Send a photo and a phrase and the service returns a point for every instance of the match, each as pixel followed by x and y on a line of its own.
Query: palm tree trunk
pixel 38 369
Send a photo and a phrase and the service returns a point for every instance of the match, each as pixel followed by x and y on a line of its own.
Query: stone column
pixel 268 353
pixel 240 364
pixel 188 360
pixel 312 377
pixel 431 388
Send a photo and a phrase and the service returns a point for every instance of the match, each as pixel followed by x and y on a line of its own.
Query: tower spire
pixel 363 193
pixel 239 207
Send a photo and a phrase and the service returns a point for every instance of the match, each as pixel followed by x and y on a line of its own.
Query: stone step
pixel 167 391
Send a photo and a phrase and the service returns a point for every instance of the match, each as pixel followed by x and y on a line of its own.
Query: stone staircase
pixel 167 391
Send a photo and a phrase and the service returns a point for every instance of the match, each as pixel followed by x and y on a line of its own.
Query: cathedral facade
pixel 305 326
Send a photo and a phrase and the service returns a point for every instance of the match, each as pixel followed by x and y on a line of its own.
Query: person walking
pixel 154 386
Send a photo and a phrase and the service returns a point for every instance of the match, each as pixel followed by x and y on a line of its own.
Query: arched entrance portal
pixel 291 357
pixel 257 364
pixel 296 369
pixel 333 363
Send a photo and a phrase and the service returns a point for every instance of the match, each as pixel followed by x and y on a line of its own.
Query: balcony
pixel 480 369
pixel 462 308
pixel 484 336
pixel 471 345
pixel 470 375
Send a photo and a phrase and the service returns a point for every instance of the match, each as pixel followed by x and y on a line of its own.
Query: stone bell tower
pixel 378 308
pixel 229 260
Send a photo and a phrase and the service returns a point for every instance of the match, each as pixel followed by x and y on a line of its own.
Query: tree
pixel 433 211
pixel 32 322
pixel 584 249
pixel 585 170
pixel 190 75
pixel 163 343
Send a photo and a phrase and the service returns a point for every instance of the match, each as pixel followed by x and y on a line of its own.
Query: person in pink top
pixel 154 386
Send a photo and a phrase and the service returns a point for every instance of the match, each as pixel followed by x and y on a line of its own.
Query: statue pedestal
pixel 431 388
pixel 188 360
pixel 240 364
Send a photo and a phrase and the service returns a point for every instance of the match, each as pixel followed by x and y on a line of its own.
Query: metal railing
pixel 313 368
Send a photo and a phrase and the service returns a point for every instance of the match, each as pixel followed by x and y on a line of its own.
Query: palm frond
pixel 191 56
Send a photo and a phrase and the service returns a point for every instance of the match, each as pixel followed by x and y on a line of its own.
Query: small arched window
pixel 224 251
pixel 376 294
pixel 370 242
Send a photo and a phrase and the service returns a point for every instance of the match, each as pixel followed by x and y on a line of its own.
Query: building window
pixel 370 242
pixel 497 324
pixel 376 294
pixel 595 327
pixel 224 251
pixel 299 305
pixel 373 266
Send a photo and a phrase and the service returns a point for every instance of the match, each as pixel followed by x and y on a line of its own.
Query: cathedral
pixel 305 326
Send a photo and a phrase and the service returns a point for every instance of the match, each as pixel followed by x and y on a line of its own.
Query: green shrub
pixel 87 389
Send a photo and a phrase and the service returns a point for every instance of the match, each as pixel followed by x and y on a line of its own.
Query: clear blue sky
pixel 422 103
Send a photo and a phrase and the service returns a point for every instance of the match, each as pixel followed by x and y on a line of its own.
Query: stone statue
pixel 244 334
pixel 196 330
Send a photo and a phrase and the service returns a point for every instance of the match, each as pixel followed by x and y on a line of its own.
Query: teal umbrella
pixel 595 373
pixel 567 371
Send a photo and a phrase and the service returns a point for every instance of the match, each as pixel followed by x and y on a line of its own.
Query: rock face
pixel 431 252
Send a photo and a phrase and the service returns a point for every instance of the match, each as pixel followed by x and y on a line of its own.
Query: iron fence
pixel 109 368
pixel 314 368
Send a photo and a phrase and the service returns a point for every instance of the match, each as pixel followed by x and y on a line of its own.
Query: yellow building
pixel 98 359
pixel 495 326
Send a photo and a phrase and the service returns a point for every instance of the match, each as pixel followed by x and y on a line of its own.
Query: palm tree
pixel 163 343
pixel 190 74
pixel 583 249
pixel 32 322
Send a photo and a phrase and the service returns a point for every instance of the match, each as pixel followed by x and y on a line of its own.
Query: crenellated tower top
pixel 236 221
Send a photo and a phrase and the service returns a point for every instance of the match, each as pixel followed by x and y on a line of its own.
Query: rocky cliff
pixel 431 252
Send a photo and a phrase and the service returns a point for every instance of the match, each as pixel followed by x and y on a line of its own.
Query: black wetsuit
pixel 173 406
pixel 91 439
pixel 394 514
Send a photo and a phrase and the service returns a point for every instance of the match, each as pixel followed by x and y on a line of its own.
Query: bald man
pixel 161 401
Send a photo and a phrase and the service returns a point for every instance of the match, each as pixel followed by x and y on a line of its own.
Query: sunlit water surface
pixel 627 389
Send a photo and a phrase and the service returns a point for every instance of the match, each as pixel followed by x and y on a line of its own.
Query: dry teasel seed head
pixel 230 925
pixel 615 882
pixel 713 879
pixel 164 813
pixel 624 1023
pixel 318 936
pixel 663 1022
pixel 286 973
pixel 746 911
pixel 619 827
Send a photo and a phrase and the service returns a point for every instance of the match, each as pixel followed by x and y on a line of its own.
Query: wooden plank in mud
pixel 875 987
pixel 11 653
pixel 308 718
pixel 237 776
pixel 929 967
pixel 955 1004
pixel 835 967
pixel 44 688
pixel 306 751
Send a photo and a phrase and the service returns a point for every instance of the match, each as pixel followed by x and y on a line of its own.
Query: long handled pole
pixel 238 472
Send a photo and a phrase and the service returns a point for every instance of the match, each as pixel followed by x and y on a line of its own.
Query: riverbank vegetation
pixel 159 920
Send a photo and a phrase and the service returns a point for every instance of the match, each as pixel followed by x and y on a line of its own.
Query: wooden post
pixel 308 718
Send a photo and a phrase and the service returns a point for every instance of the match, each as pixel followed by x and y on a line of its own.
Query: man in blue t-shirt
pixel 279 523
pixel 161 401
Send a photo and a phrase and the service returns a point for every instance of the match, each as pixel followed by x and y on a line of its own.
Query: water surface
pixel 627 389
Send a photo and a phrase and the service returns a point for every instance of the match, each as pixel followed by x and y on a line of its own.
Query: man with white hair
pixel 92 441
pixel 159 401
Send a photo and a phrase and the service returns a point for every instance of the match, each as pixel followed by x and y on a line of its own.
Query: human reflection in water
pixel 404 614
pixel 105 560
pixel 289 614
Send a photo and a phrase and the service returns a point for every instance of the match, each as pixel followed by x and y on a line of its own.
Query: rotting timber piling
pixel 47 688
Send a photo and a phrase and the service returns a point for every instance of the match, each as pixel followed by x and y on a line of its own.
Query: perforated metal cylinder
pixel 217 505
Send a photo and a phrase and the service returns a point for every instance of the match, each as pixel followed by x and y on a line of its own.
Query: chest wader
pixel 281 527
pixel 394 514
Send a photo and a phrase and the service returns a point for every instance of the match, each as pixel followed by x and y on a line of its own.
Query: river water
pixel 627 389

----

Write the whole listing out again. Keep every line exactly as it is.

Send a photo and a phrase and the service returns a point for every instance of the match, each as pixel followed by x and y on a line of its own.
Query: palm tree trunk
pixel 38 369
Send a photo and a phrase and the service returns a point for every instance of the match, each as pixel followed by x and y on a line of its own.
Query: stone column
pixel 268 353
pixel 240 364
pixel 188 360
pixel 312 377
pixel 431 388
Send a photo and a phrase and the service returns a point for every instance of the match, each as pixel followed by x and y on a line of its own.
Query: tower spire
pixel 363 193
pixel 239 207
Send a photo and a phrase and the service returns a point for every instance of the match, each as pixel followed by x and y on a line of its own.
Query: stone step
pixel 167 391
Send a photo and a phrase and the service returns a point for every instance of the match, each as pixel followed by x and y on a line of its own.
Query: stone staircase
pixel 167 391
Send a photo and a phrase and the service returns a point for every instance of the match, each as pixel followed by x and y on a line of its own.
Query: cathedral facade
pixel 305 326
Send a photo and a phrase and the service returns a point for every instance of the match, each as pixel followed by x and y on a line of its own.
Query: person walking
pixel 154 386
Send a photo and a phrase and the service returns a point for every instance of the match, each as pixel followed by x and y on a line of its own.
Query: arched entrance portal
pixel 291 357
pixel 257 364
pixel 296 369
pixel 333 363
Send a photo and a phrase and the service returns a point for every instance of the match, each as pixel followed by x and y on a line of its own.
Query: balcony
pixel 480 369
pixel 462 308
pixel 484 336
pixel 471 345
pixel 470 375
Send a photo and a phrase and the service returns a point for every instance of the match, each as pixel followed by x and y on a line of its own.
Query: stone bell tower
pixel 378 308
pixel 229 260
Send a photo and a phrase and the service returns a point for every instance of the match, each as pixel followed by x and y on a line of its own.
Query: tree
pixel 433 211
pixel 32 322
pixel 584 249
pixel 585 170
pixel 190 75
pixel 163 343
Send a photo and a phrase and the service returns a point for every instance of the match, each as pixel followed by x and y on a line of its own.
Query: person in pink top
pixel 154 386
Send a photo and a phrase and the service returns a point for every instance of the match, each as pixel followed by x and y on a line of its own.
Query: statue pedestal
pixel 431 388
pixel 188 360
pixel 240 364
Send a photo and a phrase and the service returns a point for every instance of the match, each as pixel followed by x and y on a line of its own.
Query: metal railing
pixel 313 368
Send a photo and a phrase and the service returns a point for every instance of the match, each as pixel followed by x and y on a line of its own.
Query: palm frond
pixel 191 56
Send a photo and a phrase and the service returns a point for every instance of the match, each as pixel followed by x and y on a line of its own.
Query: small arched window
pixel 224 251
pixel 376 294
pixel 370 242
Send a photo and a phrase and the service returns a point for every instance of the match, each as pixel followed by x and y on a line of its own.
Query: building window
pixel 370 242
pixel 497 324
pixel 376 294
pixel 595 327
pixel 224 251
pixel 299 305
pixel 373 266
Send a photo and a phrase and the service returns a point for every instance of the match, each as pixel followed by x and y on a line of its own.
Query: cathedral
pixel 305 326
Send a photo and a phrase and the service returns a point for every instance of the match, each as pixel followed by x and y on a line of its own.
Query: green shrub
pixel 87 389
Send a photo and a phrase and the service returns a point for every instance of the match, each as pixel followed by x and y on a line of its own.
Query: clear blue sky
pixel 422 103
Send a photo and a phrase and the service returns a point for every instance of the match, each as pixel followed by x and y on a line of its own.
Query: stone statue
pixel 244 334
pixel 196 330
Send a photo and a phrase and the service returns a point for every instance of the match, each as pixel followed by x and y on a line of its own.
Query: teal umbrella
pixel 595 373
pixel 567 371
Send a photo and a phrase and the service returns a point for every instance of the match, each as pixel followed by x and y on a line of its own.
Query: rock face
pixel 431 252
Send a photo and a phrase and the service returns a point for every instance of the match, each as pixel followed by x and y on a line of its own.
Query: iron fence
pixel 109 368
pixel 314 368
Send a photo and a phrase and the service returns a point for every instance of the match, each as pixel followed by x and y on a line of its own.
Query: yellow building
pixel 98 359
pixel 495 326
Send a photo and a phrase and the service returns a point for every instance of the match, each as pixel followed by x and y on a line of its own.
Query: palm tree
pixel 163 343
pixel 190 74
pixel 583 249
pixel 32 322
Send a photo and a phrase and the service returns a point for every instance of the match, each as pixel followed by x and y on a line of its own.
Query: crenellated tower top
pixel 236 221
Send a photo and a phrase and the service returns a point for every instance of the match, each as pixel followed by x and y on a line of its own.
Query: rocky cliff
pixel 431 252
Send a photo and a phrase and the service returns a point for every instance of the match, each as pixel followed by x and y on a line of its own.
Query: black wetsuit
pixel 173 406
pixel 91 439
pixel 394 514
Send a photo and a phrase and the service returns a point for every instance of the match, each as pixel followed by x and y on a line of its own.
Query: bald man
pixel 161 401
Send a photo and a phrase and the service returns a point for every instance of the match, each as pixel followed by x and y on a line of its own.
Query: sunlit water surface
pixel 627 389
Send a photo and a phrase and the service returns a point for every instance of the match, each as pixel followed by x and y on a line of its own.
Query: dry teasel seed head
pixel 230 925
pixel 615 882
pixel 713 879
pixel 164 813
pixel 624 1023
pixel 318 936
pixel 663 1022
pixel 286 973
pixel 746 911
pixel 619 827
Send a photo and a phrase and the service returns a point for every instance of the match, each as pixel followed by x and y on a line of its own.
Query: wooden plank in mud
pixel 875 987
pixel 11 653
pixel 308 718
pixel 237 776
pixel 929 967
pixel 955 1004
pixel 835 967
pixel 44 688
pixel 306 751
Send a photo and a phrase and the service returns a point for every instance of the match, each as pixel followed by x and y on a line of its own.
Query: long handled pole
pixel 238 472
Send a photo and a phrase and the service returns a point for every instance of the match, each as pixel followed by x and y on a line of its own.
Query: riverbank vegetation
pixel 159 920
Send a photo and a phrase and the service returns a point for every instance of the match, each as pixel followed by x and y on a line of its own.
Query: wooden post
pixel 308 718
Send a photo and a phrase and the service returns a point for every instance of the match, each as pixel followed by x and y on a line of its own.
Query: man in blue t-shirt
pixel 279 523
pixel 161 401
Send a photo and a phrase and the service returns a point for every instance of the match, each as pixel followed by x and y on a line of its own.
Query: water surface
pixel 627 389
Send a photo and a phrase and the service returns a point for every instance of the match, each as pixel followed by x and y on a line of its own.
Query: man with white hair
pixel 92 441
pixel 159 401
Send a photo and a phrase and the service returns a point for every instance of the match, each as pixel followed by x and y on a line of its own.
Query: human reflection in water
pixel 404 614
pixel 105 560
pixel 289 614
Send a photo and a phrase and the service returns a point for every instance of the match, each as pixel followed by x and y on a line of its own.
Query: rotting timber piling
pixel 47 688
Send a photo and a phrase and the service returns a point for every instance of the match, each as pixel followed by x and y on a line of its own.
Query: perforated metal cylinder
pixel 217 505
Send a photo and a phrase and the service returns a point for every instance of the match, each as pixel followed by x and y on a line of its own.
Query: chest wader
pixel 281 527
pixel 394 514
Send a photo and a phrase and the service returns a point for every instance of the match, each as pixel followed by x and y on a line of its own.
Query: river water
pixel 627 389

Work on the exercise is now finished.